▶ _Selected passage_:
Thursday, July 14, 2005

The Language of Life

Debra Niehoff, The Language of Life: How Cells Communicate in Health and Disease

The content is inherently fascinating, which goes a long way toward redeeming a book that suffers from little annoyances. Aimed at a popular audience, it attempts to explain the complex chemical systems that connect cells of all kinds, in all situations. From quorum sensing to morphogenesis, Niehoff covers a wide range of subjects in vivid, lively detail.

What are the annoyances, then? First, minorly, the absence of endnotes. I know it's a populist treatment, so endnotes would clutter up the page, but it would be nice to know exactly which points go with which citations without having to jump to the notes and search for a specific phrase.

But that's trivial. The real grievance is the overabundance of metaphorizing. Sometimes analogy helps us understand or visualize unfamiliar concepts. But analogies are like condiments; you can't keep adding more to the mix and hoping the result will taste better. Niehoff's blend of anthropomorphism and scientific jargon can be jarring, even unintentionally comic.
Contact between a misguided temporal axon and a posterior tectal cell is as toxic as two young children in the back seat of a car. "MOMMM! She touched me!" the axon whines and then retreats to the ephrin-free anterior tectum where its ephrin, or "Eph" receptors can avoid contact with the offending signal. "Ewww, cooties!" retort neurons of the posterior tectum....

A blue and white North American moving van pulls up and begins unloading couches, chairs, tables, beds, boxes of dishes and boxes of books, a cedar play set, three televisions, and a plastic dog house.... The axon that's just completed its journey and the dendrite it has selected as a partner also pull off to the curb fully prepared to begin the task of setting up a new synapse. Before they even trade a handshake, the axon has already begun to assemble vesicles and is putting the final touches on its secretory apparatus....
If you find this thrilling, by all means pick up a copy of The Language of Life. If you don't, but the topic interests you, you've been warned.

Wednesday, July 06, 2005

The Portrait

Iain Pears, The Portrait

Pears' previous novel, The Dream of Scipio, deserves every blurb on its cover. Pears deftly interweaves three love stories around an imagined philosophical text, creating a unique tapestry of drama, suspense, and insight.

Where Scipio is adroitly erudite, though, The Portrait is forced, canned, name-droppish. Imagine an Art Appreciation professor flipping through slides of the classics, and you have a perfect rendition of Henry MacAlpine, the narrator, who exacts a form of artistic revenge on the antagonist, William Nasmyth, whose abuses of literary power have wrecked the lives of those near to both.

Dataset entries
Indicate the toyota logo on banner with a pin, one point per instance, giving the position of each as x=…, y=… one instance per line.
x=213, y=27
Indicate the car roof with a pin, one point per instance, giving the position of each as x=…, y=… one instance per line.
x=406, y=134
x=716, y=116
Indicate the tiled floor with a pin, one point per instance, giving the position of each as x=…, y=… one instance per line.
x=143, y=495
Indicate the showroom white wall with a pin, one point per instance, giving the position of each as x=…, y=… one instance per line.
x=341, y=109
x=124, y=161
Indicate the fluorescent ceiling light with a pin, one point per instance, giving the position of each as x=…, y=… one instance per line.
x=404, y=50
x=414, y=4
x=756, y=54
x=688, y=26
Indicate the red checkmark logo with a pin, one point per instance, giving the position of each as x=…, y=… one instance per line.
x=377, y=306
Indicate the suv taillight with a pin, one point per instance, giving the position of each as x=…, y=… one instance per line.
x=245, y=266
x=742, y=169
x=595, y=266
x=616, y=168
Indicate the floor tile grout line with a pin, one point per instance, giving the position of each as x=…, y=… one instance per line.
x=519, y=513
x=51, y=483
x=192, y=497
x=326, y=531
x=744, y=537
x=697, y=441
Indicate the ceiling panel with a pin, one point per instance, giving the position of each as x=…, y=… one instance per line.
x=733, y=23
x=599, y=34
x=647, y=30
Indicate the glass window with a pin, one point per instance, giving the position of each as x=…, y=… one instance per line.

▶ _Requirement_: Please copy the book reviews starting with "Iain Pears, The" and going on through "suspense, and insight.", switching out "tapestry" for "mosaic".

▶ _Task output_:
Iain Pears, The Portrait

Pears' previous novel, The Dream of Scipio, deserves every blurb on its cover. Pears deftly interweaves three love stories around an imagined philosophical text, creating a unique mosaic of drama, suspense, and insight.